━━━━━ DATASET RECORDS
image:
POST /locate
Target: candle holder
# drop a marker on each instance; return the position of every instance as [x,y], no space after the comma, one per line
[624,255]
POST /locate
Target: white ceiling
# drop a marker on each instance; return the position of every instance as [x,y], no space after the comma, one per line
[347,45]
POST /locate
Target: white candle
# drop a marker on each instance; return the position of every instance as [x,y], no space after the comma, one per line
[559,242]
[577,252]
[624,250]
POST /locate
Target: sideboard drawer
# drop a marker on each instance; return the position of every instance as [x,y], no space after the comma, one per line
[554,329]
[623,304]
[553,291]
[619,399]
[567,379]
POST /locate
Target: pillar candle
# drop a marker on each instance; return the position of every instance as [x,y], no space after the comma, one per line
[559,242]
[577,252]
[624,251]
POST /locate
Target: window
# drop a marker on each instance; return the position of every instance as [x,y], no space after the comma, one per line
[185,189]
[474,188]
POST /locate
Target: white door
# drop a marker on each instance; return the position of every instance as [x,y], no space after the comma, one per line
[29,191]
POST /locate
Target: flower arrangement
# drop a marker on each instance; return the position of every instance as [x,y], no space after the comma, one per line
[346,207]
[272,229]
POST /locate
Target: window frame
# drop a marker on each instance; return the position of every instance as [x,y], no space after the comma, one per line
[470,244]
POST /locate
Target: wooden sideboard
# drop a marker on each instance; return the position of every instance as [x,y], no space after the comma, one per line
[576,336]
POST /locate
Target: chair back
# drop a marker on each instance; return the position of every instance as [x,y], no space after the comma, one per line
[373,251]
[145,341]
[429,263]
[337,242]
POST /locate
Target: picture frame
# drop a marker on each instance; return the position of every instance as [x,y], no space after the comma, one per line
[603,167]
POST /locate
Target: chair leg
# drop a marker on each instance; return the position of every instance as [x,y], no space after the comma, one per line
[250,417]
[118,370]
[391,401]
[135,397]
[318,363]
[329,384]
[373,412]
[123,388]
━━━━━━━━━━
#### TRY IT:
Show all lines above that contain "frame".

#### REPLY:
Target: window frame
Target: picture frame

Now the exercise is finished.